— Start of Exercise input —

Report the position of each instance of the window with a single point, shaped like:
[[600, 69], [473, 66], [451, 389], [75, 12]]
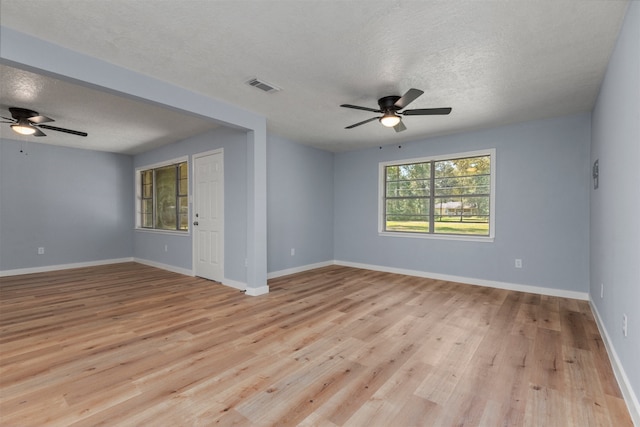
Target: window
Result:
[[163, 197], [444, 196]]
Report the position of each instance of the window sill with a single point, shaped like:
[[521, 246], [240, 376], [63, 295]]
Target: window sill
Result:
[[169, 232], [480, 239]]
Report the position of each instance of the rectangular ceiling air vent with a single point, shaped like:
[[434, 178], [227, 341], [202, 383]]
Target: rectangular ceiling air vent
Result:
[[262, 85]]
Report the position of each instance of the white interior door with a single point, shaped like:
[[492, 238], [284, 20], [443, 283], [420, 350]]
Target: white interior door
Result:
[[208, 215]]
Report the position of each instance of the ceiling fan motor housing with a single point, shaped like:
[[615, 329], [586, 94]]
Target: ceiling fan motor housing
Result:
[[388, 103]]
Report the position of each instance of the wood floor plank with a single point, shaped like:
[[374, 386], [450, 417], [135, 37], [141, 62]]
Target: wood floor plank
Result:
[[129, 345]]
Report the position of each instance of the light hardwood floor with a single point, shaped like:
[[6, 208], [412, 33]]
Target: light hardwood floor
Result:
[[127, 344]]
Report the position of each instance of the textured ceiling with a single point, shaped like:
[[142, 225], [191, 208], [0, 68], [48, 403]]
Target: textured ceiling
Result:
[[114, 123], [493, 62]]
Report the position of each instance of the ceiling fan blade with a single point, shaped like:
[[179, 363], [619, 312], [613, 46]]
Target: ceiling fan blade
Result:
[[40, 119], [427, 112], [73, 132], [400, 127], [408, 98], [357, 107], [363, 122], [38, 132]]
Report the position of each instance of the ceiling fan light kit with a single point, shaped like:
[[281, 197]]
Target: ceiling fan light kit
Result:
[[23, 127], [389, 120], [390, 107], [29, 122]]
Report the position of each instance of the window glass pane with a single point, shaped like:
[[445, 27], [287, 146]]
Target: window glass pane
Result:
[[165, 196], [463, 167], [416, 188], [409, 215], [479, 184], [462, 215], [459, 192]]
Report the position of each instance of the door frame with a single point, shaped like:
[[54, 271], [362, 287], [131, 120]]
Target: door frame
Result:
[[192, 212]]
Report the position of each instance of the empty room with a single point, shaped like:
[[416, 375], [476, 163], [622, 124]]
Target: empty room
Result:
[[319, 213]]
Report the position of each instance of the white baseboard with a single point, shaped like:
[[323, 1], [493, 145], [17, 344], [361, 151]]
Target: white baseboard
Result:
[[234, 284], [472, 281], [254, 292], [162, 266], [300, 269], [47, 268], [623, 381]]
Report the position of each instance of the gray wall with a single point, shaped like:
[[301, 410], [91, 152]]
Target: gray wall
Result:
[[299, 205], [150, 245], [615, 205], [77, 204], [542, 207]]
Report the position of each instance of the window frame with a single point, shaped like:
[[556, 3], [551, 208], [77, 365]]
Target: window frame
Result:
[[431, 235], [139, 196]]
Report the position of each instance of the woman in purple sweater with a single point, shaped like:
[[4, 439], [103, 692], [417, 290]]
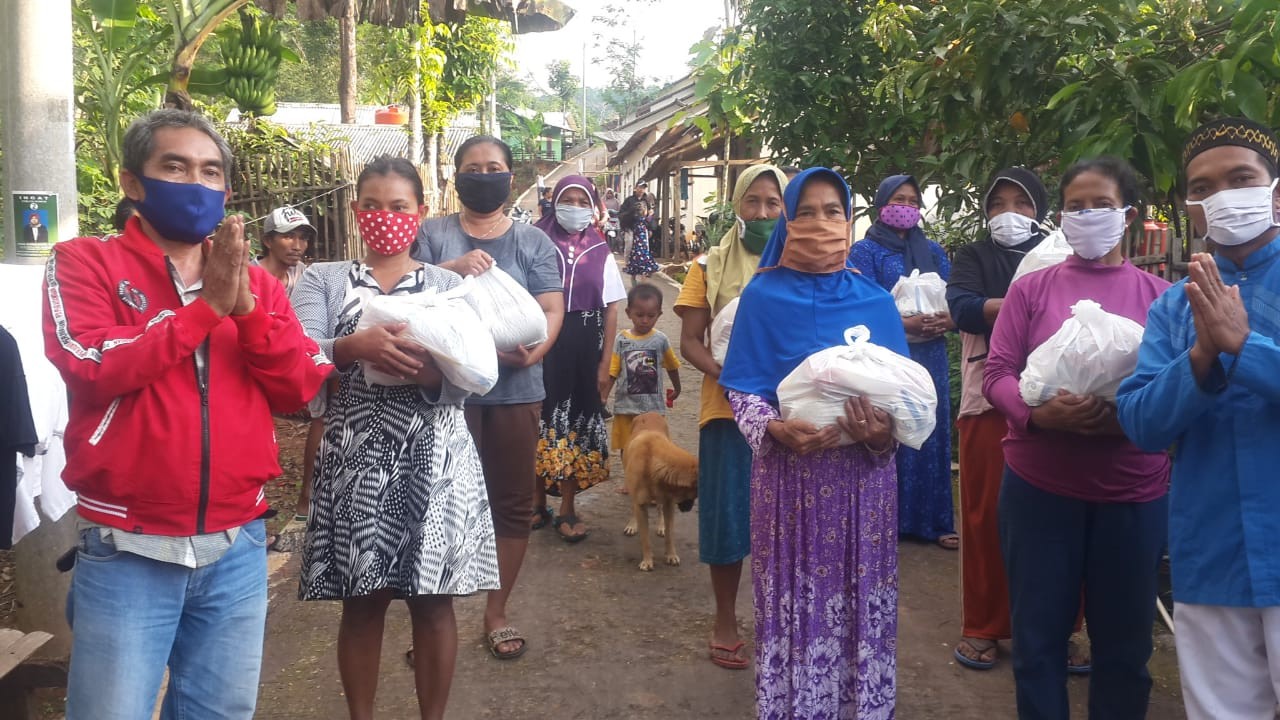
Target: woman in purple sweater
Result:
[[1080, 504]]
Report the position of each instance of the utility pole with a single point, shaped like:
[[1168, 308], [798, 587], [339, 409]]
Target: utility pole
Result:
[[348, 73], [40, 169]]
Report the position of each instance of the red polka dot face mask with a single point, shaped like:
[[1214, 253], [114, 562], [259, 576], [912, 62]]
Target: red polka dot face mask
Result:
[[387, 232]]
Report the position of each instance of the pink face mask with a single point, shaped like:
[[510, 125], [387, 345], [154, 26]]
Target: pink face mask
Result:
[[900, 217], [387, 232]]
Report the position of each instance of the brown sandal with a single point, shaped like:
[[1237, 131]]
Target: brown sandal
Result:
[[506, 636]]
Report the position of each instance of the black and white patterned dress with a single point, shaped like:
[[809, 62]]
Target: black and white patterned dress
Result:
[[400, 499]]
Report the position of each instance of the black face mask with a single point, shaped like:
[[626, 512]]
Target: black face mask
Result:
[[483, 192]]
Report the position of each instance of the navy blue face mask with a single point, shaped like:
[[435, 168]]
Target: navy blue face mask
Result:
[[183, 212]]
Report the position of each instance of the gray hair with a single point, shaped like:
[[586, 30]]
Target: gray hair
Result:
[[140, 139]]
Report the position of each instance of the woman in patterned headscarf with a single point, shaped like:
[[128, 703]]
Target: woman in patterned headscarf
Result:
[[894, 246], [725, 459]]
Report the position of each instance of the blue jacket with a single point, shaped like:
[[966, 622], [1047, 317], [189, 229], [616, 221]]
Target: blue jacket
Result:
[[1225, 437]]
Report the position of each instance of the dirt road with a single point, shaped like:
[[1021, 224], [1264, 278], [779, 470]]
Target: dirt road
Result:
[[608, 641]]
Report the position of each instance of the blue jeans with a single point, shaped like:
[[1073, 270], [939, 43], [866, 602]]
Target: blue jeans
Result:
[[131, 616], [1052, 547]]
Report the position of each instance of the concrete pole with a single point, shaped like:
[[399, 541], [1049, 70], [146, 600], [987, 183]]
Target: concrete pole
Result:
[[39, 123], [40, 156]]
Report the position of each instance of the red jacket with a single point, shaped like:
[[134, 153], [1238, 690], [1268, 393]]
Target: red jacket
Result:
[[149, 450]]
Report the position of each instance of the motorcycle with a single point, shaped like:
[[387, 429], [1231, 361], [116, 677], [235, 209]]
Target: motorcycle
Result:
[[613, 233]]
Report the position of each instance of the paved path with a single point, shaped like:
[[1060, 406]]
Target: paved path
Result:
[[608, 641]]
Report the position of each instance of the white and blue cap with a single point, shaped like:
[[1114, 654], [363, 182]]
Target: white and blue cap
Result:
[[287, 219]]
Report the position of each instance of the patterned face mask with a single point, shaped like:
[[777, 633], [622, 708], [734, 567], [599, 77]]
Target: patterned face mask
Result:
[[900, 217], [387, 232]]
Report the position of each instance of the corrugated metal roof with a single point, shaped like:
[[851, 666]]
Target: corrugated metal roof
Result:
[[307, 113], [369, 141]]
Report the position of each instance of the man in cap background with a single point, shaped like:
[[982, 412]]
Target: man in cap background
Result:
[[1207, 386], [286, 236]]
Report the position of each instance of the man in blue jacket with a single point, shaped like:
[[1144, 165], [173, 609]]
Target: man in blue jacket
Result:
[[1207, 386]]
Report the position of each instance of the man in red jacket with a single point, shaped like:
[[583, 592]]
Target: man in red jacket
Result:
[[176, 351]]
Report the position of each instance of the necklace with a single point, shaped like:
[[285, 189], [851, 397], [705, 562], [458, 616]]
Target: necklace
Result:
[[487, 233]]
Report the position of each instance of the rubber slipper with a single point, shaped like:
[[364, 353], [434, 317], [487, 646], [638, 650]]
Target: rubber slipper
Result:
[[969, 661], [544, 518], [504, 636], [1073, 650], [735, 661], [561, 520]]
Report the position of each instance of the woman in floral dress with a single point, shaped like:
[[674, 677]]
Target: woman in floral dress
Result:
[[640, 261], [823, 515], [574, 447]]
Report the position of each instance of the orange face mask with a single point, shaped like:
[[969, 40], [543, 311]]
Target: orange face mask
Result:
[[817, 246]]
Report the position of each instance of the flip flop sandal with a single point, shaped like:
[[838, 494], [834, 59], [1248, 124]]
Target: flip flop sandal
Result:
[[568, 520], [734, 661], [1073, 650], [506, 636], [544, 518], [969, 661]]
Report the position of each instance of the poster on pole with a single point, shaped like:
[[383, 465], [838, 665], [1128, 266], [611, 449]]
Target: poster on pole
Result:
[[35, 218]]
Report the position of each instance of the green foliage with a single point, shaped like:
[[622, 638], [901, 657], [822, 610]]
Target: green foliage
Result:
[[474, 50], [251, 54], [118, 51], [720, 218], [718, 72], [629, 87], [392, 58], [562, 81], [955, 90], [315, 77]]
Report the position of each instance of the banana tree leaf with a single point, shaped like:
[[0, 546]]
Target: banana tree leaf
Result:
[[117, 18], [533, 16]]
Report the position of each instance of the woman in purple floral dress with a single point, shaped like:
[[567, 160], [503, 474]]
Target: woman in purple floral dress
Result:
[[823, 515]]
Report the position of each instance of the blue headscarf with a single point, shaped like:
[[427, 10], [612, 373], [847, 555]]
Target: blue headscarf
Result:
[[785, 315], [914, 247]]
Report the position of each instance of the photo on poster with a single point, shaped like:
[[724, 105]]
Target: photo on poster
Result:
[[37, 222]]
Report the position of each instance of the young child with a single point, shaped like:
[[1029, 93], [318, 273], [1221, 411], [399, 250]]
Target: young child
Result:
[[636, 355]]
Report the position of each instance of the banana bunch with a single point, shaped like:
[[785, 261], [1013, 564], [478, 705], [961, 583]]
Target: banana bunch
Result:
[[251, 58]]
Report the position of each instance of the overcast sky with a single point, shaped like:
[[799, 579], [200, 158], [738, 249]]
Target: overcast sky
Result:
[[666, 30]]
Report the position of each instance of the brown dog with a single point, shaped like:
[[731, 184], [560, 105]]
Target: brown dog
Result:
[[657, 470]]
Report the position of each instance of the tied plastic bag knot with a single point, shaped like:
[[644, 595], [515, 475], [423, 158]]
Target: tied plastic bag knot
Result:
[[817, 390], [722, 328], [447, 326], [512, 315], [1091, 354], [856, 333], [920, 294], [1051, 251]]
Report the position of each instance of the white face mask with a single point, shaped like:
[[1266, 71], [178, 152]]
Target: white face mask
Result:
[[574, 218], [1095, 232], [1011, 228], [1238, 215]]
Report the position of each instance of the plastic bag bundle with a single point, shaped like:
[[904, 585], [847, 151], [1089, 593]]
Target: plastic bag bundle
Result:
[[513, 317], [1091, 354], [817, 390], [920, 294], [448, 327], [722, 327], [1051, 251]]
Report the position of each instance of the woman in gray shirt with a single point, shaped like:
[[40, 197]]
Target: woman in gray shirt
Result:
[[504, 422]]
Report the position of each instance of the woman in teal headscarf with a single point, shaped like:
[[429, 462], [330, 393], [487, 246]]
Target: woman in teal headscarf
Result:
[[823, 516], [894, 246]]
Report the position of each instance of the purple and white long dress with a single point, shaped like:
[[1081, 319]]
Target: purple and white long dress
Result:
[[824, 574]]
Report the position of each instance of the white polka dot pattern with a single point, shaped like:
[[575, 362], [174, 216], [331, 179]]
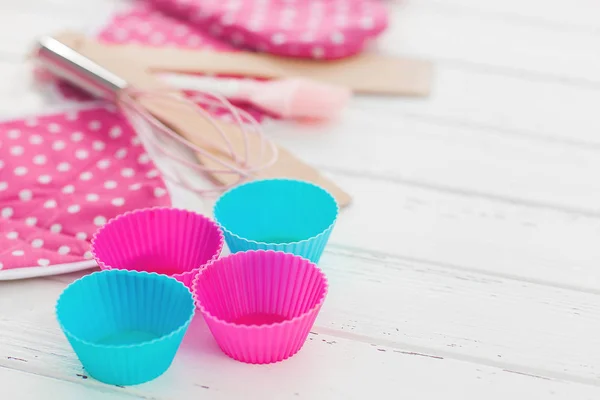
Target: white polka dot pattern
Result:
[[62, 177], [308, 29]]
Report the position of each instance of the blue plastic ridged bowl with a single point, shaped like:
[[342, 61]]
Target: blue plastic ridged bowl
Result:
[[277, 214], [125, 326]]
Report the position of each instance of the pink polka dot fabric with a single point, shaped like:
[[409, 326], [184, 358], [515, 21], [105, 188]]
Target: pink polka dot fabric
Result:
[[323, 29], [64, 175]]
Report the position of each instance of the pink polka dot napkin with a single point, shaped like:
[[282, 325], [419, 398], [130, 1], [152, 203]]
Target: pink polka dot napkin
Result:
[[64, 175], [323, 29]]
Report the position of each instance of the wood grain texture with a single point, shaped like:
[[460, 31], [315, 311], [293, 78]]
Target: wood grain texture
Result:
[[466, 267]]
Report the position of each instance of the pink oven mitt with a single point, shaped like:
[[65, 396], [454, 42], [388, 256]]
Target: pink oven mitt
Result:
[[61, 177], [297, 28]]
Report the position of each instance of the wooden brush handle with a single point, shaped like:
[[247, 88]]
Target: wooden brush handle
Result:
[[365, 73]]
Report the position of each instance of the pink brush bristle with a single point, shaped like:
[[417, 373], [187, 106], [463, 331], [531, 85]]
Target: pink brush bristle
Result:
[[301, 98]]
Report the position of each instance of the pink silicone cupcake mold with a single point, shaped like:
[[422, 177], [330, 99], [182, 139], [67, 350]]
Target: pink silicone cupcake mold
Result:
[[163, 240], [260, 305]]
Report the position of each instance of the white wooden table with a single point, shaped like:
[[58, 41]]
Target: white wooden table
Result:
[[468, 266]]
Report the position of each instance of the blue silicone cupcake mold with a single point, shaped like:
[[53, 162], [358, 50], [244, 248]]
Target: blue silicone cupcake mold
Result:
[[277, 214], [125, 326]]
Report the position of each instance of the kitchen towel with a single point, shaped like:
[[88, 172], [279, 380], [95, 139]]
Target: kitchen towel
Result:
[[61, 177]]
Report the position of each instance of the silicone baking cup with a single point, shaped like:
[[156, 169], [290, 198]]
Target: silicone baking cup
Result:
[[164, 240], [125, 326], [277, 214], [260, 305]]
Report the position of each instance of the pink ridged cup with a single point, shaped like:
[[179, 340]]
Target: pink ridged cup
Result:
[[164, 240], [260, 305]]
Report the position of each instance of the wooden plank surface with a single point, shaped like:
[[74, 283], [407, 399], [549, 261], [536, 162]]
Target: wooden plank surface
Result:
[[466, 267]]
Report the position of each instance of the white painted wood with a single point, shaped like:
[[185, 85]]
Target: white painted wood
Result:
[[448, 157], [466, 267], [430, 331], [558, 14]]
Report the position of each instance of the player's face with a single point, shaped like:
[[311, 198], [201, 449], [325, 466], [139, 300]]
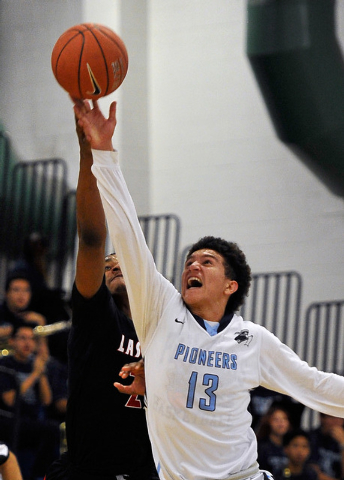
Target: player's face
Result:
[[113, 275], [204, 284], [18, 295], [24, 343], [279, 422], [298, 450]]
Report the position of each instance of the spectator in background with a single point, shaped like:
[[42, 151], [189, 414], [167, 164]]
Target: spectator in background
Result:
[[25, 392], [297, 449], [327, 448], [274, 425], [49, 302], [15, 310]]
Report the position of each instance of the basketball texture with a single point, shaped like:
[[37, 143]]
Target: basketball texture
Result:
[[89, 61]]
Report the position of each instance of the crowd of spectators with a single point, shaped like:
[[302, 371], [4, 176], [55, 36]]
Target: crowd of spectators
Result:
[[33, 367], [33, 389], [289, 451]]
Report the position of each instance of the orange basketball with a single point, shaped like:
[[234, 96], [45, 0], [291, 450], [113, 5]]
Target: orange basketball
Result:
[[89, 61]]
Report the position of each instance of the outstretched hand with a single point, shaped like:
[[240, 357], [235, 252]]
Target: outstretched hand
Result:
[[97, 129], [138, 387]]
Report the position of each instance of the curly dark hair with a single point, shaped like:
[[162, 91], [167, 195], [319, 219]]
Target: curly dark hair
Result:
[[236, 267]]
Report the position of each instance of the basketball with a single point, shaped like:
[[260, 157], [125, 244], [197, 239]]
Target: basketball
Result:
[[89, 61]]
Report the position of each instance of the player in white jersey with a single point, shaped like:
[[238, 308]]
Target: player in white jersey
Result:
[[201, 359]]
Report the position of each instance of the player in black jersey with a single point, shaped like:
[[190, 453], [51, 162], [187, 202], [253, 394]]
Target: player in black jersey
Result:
[[106, 431]]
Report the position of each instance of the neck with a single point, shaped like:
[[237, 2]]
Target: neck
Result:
[[277, 439], [295, 468], [122, 303], [212, 314]]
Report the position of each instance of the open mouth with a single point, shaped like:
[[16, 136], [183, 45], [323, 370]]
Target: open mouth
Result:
[[116, 276], [194, 282]]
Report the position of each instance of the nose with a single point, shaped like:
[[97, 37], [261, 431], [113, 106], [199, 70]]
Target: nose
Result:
[[195, 265]]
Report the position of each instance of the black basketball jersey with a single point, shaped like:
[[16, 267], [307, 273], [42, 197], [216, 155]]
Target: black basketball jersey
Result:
[[104, 427]]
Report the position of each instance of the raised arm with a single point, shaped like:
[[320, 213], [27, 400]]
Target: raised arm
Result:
[[148, 291], [90, 221]]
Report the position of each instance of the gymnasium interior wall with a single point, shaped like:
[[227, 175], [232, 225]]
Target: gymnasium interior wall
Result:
[[194, 134]]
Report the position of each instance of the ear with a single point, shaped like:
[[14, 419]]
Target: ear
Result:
[[231, 287]]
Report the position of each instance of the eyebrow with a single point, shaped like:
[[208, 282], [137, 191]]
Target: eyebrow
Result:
[[205, 254]]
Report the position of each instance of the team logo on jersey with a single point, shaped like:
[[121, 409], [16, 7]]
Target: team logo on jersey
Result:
[[243, 337]]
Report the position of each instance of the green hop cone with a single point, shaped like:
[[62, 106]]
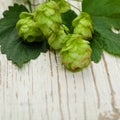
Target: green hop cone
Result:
[[76, 52], [27, 27], [56, 39], [48, 17], [83, 25], [63, 6]]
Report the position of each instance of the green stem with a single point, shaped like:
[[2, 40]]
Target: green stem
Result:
[[75, 7], [29, 4]]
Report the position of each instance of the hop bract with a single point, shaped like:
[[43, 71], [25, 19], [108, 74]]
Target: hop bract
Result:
[[56, 39], [83, 25], [27, 27], [48, 17], [76, 52]]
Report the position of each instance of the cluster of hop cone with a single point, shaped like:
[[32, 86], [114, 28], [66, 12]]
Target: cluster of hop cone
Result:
[[46, 22]]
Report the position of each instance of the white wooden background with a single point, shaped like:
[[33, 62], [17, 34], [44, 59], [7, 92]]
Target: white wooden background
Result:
[[44, 90]]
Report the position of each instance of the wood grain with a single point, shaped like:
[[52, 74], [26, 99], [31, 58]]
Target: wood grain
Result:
[[44, 90]]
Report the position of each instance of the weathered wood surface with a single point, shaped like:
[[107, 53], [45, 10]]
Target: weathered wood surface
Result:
[[44, 90]]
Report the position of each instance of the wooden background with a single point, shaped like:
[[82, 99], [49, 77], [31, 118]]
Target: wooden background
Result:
[[44, 90]]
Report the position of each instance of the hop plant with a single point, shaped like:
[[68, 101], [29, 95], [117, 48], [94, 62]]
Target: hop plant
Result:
[[48, 17], [75, 52], [27, 27], [83, 25], [56, 39]]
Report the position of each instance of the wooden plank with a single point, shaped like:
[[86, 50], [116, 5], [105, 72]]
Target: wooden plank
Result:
[[44, 90]]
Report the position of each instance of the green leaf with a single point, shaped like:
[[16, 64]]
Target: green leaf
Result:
[[97, 47], [105, 15], [67, 19], [11, 44]]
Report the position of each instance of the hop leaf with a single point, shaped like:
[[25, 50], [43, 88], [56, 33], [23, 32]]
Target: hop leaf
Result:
[[76, 52], [48, 17]]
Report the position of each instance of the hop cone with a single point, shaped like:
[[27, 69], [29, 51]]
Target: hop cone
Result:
[[56, 39], [27, 28], [83, 25], [76, 52], [48, 17]]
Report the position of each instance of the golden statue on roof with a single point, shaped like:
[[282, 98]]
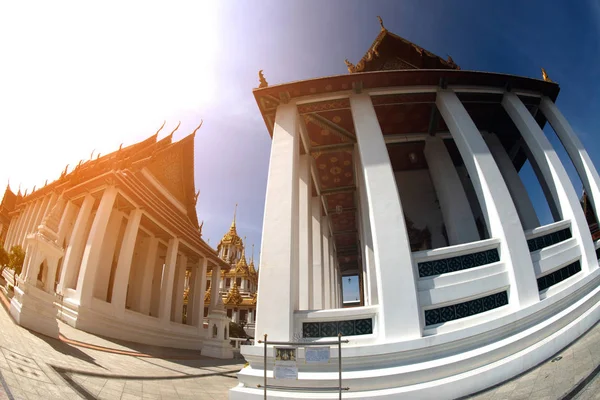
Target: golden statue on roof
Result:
[[262, 80], [545, 76]]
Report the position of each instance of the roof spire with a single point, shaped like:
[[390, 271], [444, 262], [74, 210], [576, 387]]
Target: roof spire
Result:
[[201, 122]]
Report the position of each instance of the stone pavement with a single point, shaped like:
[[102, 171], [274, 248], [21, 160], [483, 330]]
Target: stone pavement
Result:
[[85, 366], [34, 366]]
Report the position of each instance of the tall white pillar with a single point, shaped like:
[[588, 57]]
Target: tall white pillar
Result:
[[317, 253], [279, 254], [178, 290], [30, 211], [517, 190], [326, 265], [93, 247], [456, 210], [555, 176], [391, 246], [578, 154], [75, 248], [199, 289], [305, 259], [494, 198], [368, 256], [148, 275], [166, 287], [121, 280], [214, 287]]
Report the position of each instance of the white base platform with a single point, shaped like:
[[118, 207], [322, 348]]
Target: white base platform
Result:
[[442, 366], [131, 326], [32, 308]]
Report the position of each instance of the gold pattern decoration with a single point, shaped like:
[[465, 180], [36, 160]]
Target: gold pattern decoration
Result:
[[545, 76], [351, 67], [233, 297], [261, 78]]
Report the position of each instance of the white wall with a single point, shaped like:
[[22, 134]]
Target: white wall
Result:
[[419, 203]]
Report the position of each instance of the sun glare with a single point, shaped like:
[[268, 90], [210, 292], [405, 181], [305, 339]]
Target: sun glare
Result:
[[82, 77]]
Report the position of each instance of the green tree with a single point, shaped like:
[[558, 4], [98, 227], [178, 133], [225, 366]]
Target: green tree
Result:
[[16, 259]]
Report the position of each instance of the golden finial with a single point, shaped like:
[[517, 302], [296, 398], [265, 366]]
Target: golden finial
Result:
[[381, 23], [177, 127], [159, 129], [262, 80], [545, 76], [351, 67], [198, 127]]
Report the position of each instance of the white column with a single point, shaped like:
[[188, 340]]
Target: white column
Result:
[[317, 253], [166, 287], [456, 210], [368, 256], [93, 247], [68, 215], [29, 210], [278, 277], [494, 198], [305, 259], [393, 257], [199, 290], [121, 280], [578, 154], [555, 176], [149, 267], [11, 232], [517, 190], [214, 287], [75, 248], [178, 290], [326, 265]]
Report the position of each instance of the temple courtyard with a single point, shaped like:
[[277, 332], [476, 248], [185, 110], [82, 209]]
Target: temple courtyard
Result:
[[85, 366]]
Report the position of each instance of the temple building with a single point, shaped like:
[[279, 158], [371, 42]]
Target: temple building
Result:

— End of Exercise input —

• Work to do:
Rewrite the listing from its start through the line containing "[[163, 197], [444, 196]]", swapping "position" for "location" and keeping everything else the same. Leave the picture out of your answer.

• Exercise response:
Report the location of each instance of the window with a single point, shaped like:
[[600, 69], [473, 66], [451, 389], [75, 12]]
Target: window
Result:
[[163, 197], [444, 196]]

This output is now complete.